**Your instructions**
Please carry on the passage about first past the post and the Supplementary Vote from its last sentence, writing the next paragraph of that passage rather than anything about the lines that follow it.
[Opening Text for analysis section]
We will retain the first past the post system of voting for parliamentary elections and extend this system to police and crime commissioner and mayoral elections.

Our Verdict

The FPTP (First Past the Post) voting system has been used in all constituencies in UK general elections since 1950. Under FPTP, each party puts forward one candidate in each constituency, each voter votes for one candidate, and the winning candidate in each constituency is the one who receives the largest number of votes. For supporters of FPTP, its simplicity is one of its main advantages. But FPTP has also been subjected to various criticisms, such as the argument that it does not accurately represent public opinion, due to the discrepancies which can occur between a party’s vote share and its share of seats in Parliament.

But FPTP is not the only voting system in local and regional politics. In England and Wales, elections for mayors and police and crime commissioners use the Supplementary Vote system, in which voters get to express two preferences. This system is designed to elect candidates who have a broad level of support, as winning candidates either need to obtain more than half of the first preference votes, or to attract enough second preference as well as first preference votes if there is a run-off between the top two candidates. This is in contrast to FPTP, where a candidate can win a seat without a majority of the votes (as it is possible for most of the votes to be spread across all the other candidates).
[Closing Text for analysis section]
[Opening Provided data section]
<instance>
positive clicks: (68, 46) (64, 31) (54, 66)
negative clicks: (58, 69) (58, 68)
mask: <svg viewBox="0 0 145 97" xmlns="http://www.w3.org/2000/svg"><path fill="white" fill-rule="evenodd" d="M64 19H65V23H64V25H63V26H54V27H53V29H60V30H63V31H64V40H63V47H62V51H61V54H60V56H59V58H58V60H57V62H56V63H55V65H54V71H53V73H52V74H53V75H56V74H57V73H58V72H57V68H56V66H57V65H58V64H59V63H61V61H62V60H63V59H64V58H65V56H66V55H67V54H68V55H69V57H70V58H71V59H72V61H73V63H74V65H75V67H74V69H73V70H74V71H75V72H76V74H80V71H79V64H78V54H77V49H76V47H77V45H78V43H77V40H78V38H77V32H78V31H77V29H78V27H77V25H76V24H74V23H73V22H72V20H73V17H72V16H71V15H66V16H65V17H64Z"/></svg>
[Closing Provided data section]
**Response to the exercise**
In its 2017 manifesto, the Conservative Party committed to changing the voting system for mayoral and police and crime commissioner elections to FPTP. However, there have been two mayoral elections since this government came to power, and both of those used the Supplementary Vote system. The government knew well in advance that those mayoral elections were taking place, so we see them as de facto deadlines for implementing this policy, deadlines which were missed – twice. On that basis we’re marking this as ‘broken’.